____ ENTRIES PROVIDED
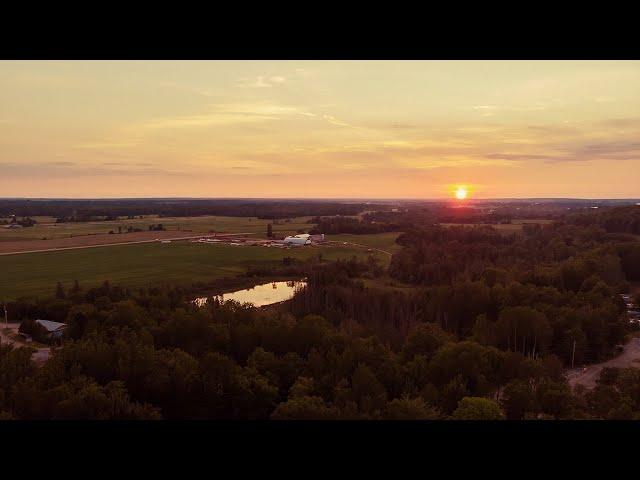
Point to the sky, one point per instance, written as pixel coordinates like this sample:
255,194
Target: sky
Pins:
319,129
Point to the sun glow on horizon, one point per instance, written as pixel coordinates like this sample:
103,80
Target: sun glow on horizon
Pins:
461,192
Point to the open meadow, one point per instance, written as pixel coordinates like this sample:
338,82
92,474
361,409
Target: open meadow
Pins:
180,263
47,229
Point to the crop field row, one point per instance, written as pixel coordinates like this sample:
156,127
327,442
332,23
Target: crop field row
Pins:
179,263
47,229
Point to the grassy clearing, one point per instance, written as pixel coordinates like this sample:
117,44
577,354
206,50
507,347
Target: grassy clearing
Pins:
46,228
384,241
180,263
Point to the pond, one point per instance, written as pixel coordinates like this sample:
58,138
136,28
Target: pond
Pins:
260,295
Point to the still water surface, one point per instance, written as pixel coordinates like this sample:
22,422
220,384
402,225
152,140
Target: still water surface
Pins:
260,295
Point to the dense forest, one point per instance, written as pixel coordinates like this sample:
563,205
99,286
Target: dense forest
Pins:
466,323
85,210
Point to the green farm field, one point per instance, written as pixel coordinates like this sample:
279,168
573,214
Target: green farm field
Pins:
46,228
178,263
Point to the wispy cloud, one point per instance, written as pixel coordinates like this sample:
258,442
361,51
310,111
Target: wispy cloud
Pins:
262,81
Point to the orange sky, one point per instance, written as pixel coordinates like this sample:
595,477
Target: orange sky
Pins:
374,129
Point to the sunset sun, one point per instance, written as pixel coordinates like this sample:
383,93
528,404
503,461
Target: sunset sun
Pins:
461,192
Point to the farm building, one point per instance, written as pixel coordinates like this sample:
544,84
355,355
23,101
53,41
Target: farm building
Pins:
42,330
300,239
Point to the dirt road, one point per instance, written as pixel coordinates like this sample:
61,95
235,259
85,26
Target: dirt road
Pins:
630,357
40,356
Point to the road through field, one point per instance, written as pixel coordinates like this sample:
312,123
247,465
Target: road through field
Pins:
630,357
92,241
368,247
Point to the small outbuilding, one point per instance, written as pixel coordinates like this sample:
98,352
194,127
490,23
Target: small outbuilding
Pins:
45,331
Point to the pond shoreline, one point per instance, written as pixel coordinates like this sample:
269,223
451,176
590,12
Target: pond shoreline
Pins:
274,291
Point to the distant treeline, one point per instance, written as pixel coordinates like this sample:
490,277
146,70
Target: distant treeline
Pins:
614,220
267,209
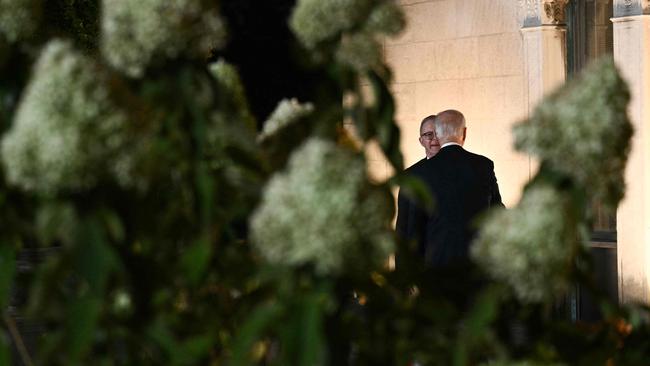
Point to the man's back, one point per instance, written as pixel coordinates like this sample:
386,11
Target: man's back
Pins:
463,185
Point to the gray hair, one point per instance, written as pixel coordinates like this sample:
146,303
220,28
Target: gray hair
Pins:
426,119
449,124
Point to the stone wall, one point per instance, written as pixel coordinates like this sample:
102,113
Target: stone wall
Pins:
465,55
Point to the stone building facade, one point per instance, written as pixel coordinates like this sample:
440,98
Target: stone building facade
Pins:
495,59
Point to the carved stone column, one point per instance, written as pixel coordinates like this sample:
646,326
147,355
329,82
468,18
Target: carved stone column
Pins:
544,39
632,54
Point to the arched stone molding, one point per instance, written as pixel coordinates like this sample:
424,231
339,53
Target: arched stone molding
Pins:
535,13
632,54
625,8
544,37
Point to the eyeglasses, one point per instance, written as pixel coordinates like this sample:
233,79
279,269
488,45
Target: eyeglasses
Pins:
428,136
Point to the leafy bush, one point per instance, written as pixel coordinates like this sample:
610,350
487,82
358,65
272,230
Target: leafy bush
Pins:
149,216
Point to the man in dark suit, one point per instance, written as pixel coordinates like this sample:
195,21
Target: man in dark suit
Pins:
463,185
408,225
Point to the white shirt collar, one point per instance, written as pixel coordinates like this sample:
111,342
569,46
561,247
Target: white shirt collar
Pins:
449,144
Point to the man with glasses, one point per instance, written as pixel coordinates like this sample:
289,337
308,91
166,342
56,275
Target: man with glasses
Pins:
407,225
464,186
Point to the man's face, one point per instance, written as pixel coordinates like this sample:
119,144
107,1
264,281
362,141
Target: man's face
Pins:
429,140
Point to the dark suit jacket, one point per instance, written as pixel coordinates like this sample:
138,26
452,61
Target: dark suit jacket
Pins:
463,185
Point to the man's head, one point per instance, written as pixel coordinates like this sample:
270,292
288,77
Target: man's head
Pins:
428,137
449,126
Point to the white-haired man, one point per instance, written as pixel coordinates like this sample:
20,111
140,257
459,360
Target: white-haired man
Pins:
407,210
463,185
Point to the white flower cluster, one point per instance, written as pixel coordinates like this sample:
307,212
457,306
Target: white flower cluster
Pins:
317,213
529,247
360,22
136,32
65,127
583,131
285,113
19,18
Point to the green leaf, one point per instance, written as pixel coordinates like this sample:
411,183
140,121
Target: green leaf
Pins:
312,339
195,260
252,330
82,316
5,351
7,271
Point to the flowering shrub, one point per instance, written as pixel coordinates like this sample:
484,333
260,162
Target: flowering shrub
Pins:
19,18
66,127
138,32
583,131
359,22
287,112
530,247
322,190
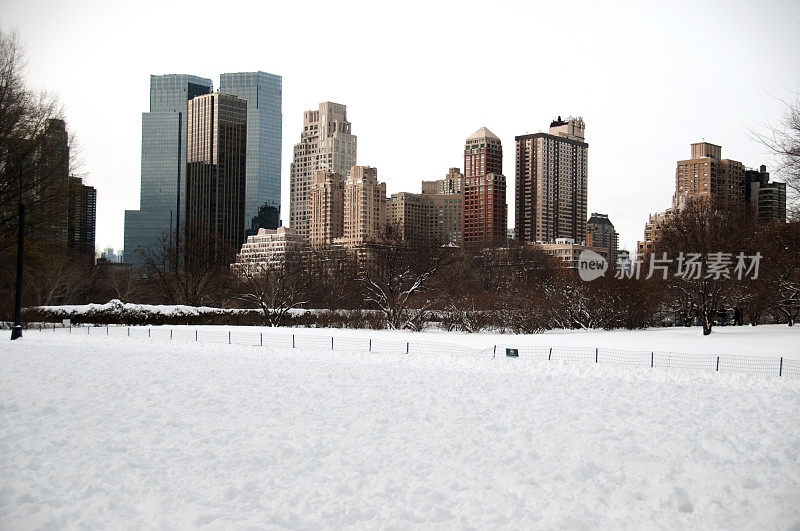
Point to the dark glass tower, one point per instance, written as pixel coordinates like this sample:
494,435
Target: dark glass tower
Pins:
216,171
262,91
162,203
________
**WHAT IS REQUIRED**. Quote all of the entries above verbatim, leaving out the pictures.

**SOLUTION FOR THIS PROBLEM**.
Point to the sky, one point per instance, written as pixel coordinates like this sample:
255,194
Target: sky
Pins:
319,129
Point to the sun glow on horizon, one point per instance, written as pixel coordinates like this sample:
103,80
Target: sun glow on horizon
Pins:
461,192
Point to the open meadow, one point per instance, written as pixel coordinates like this sample:
338,82
92,474
361,409
Target: open meadow
Pins:
180,263
47,229
Point to the crop field row, one point per instance, written as pixel coordinates like this sample:
156,127
327,442
332,23
Target: crop field row
Pins:
179,263
47,229
Point to the grassy clearing, one point per instance, written as pixel coordinates like this sample:
117,44
577,354
206,50
507,347
Target: grassy clearing
Pins:
46,228
384,241
180,263
Point to the pond, one point per instance, written as pixel coordinates like this sample:
58,138
136,28
Target: pond
Pins:
260,295
Point to the still water surface, one point per instance, written as pixel coordinates like this sample:
22,422
220,384
402,225
152,140
Target: still water surface
Pins:
260,295
Point to the dense forest, one point per instance, written as pixel coordinates like this sample:
563,205
99,286
Target: dense forest
Pins:
466,323
85,210
Point to the green farm field, one point per instance, written as pixel coordinates like this sample:
279,168
573,214
Target: green farm field
Pins:
46,228
178,263
Point to the wispy cloud, one point per instance, written as pixel coordinates like this sample:
258,442
361,51
310,111
Target: wispy cloud
Pins:
262,81
Point to the orange sky, one point per instance, written as pixel coordinates like this sample:
595,477
Target: orange sky
Pins:
374,129
Point to the sunset sun, one point per instance, written as pixel coordinates like this sample:
383,93
528,404
503,461
Target: sunset sun
Pins:
461,192
Point to the farm building, one point per instance, written as pixel coordinates like this sample:
544,84
355,355
23,101
53,41
Target: farm building
Pins:
42,330
300,239
Point to the dirt road, one point per instance, written as pixel coordinates like this sample:
61,95
235,259
85,26
Target: dirt road
Pins:
630,357
40,356
Point to the road through field, one point per instance, written as pixel coordinates like this sample:
312,123
247,465
Target: road through field
Pins:
630,357
92,241
368,247
Point to the small outbuilding, one point per instance, written as pixel coordinates like this sample:
98,352
194,127
490,23
Target: small outbuilding
Pins:
45,331
Point to the pond shoreline, one point per instance, written as pixel coordinates like this sample:
269,223
451,176
590,12
Target: pond shoreline
Pins:
274,291
Point to the distant treeline, one point per instance, written as pixel coordinates like this sample:
490,277
146,70
Target: distant treeline
Pins:
614,220
267,209
Point to the man's back, one point per instance, written as pixel coordinates like this sample:
386,11
Target: man's back
Pins:
463,185
Point to the gray hair, one point per instance, written as pixel coordinates like this sample:
146,303
220,28
Target: gray hair
Pins:
426,119
449,124
Point to the stone wall, one point per instance, written as pixel coordinates like this sample:
102,113
Target: stone wall
Pins:
465,55
Point to the stone building facade, one point per instance, written as pixel coordinates like this sample:
440,98
Target: stone building facade
Pins:
495,59
Point to the carved stone column, one point per instance, written as pixel coordinates like this sample:
646,326
147,355
329,82
468,18
Target: carved stone column
Pins:
544,39
632,54
Point to the arched stone molding, one point per instance, written as pixel coordinates like this sample:
424,231
339,53
Target: arched stone molding
Pins:
535,13
632,54
625,8
544,37
Point to the eyeglasses, one point per instance, written as pixel coordinates like this sample:
233,79
279,269
488,45
Target: eyeglasses
Pins:
428,136
Point to the leafy bush, one point per instance, written as pixel coordinates like this sample:
610,350
487,82
358,65
272,230
Target: leafy bush
Pins:
149,216
Point to the man in dark suit, one point per instance, written as pixel coordinates like this sample:
195,21
Target: man in dark suit
Pins:
463,185
408,225
Point to the white shirt collar, one point per instance, written as pixel coordinates like this sample:
111,342
569,46
561,247
Target: white shirt collar
Pins:
449,144
Point to the man with glasses, one point per instance, written as pixel coordinates like this sample:
289,337
308,91
166,342
56,275
Target: man with glasses
Pins:
407,225
464,186
Point to the man's face, one point per instance, written as pixel coordinates like this sample:
119,144
107,1
264,281
362,141
Target: man's face
Pins:
429,140
Point to the dark suit jacket, one point per instance, written as pixel coordinates like this sample:
138,26
452,61
Target: dark suit jacket
Pins:
463,185
Point to the man's head, one point per instance, written as pixel coordinates like this sample:
270,292
288,77
Target: man's head
Pins:
428,137
449,126
Point to the white-haired man, one point per instance, written as pixel coordinates like this sample:
20,111
140,257
459,360
Target: white-haired man
Pins:
407,210
463,185
Point to the white flower cluster, one point per instance, written as pixel coordinates like this sample:
307,212
457,306
Target: white flower cluster
Pins:
317,213
529,247
360,22
136,32
65,127
583,131
285,113
19,18
Point to the green leaf, one point per instance, written as pixel coordinates like this sample:
411,183
140,121
Target: green leaf
Pins:
312,339
195,260
252,330
82,316
5,351
7,271
Point to the flowering shrub, one point per instance, written as pixel coordinates like this sample:
484,333
260,162
Target: flowering shrub
Pins:
19,18
66,127
138,32
583,131
359,22
287,112
530,247
322,190
Point to the dark glass tower, one point per instance, written as pixel coordinates like this sample:
494,435
Target: dark glass tower
Pins:
216,171
262,91
162,203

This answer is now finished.